> DATASET EXTRACT:
━━━━━━━━━━━━━━━━

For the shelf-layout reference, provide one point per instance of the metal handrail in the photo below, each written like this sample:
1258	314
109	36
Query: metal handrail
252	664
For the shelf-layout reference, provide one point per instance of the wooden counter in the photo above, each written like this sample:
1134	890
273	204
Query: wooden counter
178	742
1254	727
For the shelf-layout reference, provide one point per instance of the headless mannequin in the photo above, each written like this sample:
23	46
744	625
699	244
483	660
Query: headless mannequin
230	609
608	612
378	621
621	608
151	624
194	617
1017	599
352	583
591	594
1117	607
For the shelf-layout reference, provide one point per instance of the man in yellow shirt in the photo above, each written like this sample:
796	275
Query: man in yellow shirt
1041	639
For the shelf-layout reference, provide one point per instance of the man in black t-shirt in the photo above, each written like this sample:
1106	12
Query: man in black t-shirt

━━━━━━━━━━━━━━━━

> SHORT EXERCISE: Can you copy all of the data above line for line, with nothing altered?

> WRITTEN RESPONSE:
For the shelf-layout reference, provide one point per instance of the metal handrail in the photo below, each written like this sample:
1258	314
109	36
Query: metal handrail
252	664
For the shelf-layout reference, provide one point per instance of the wooden counter in the photo above, each written like this sample:
1134	890
273	204
Query: wooden counter
178	742
1254	727
For the shelf-layout reference, provide one point per instance of the headless mannequin in the photo above, each written like this sample:
23	46
744	625
699	244
483	660
Query: headless mannequin
230	609
608	612
378	621
621	608
151	624
194	617
1017	599
352	583
591	594
1117	607
For the shelf-layout reference, provide one point per instance of the man in yellow shirt in the photo above, each written like this sample:
796	275
Query: man in yellow shirt
1041	639
For the shelf-layout reference, provide one point per instance of the man in black t-shirt in the photo above, each written like this sample:
1106	12
Query: man in black t-shirt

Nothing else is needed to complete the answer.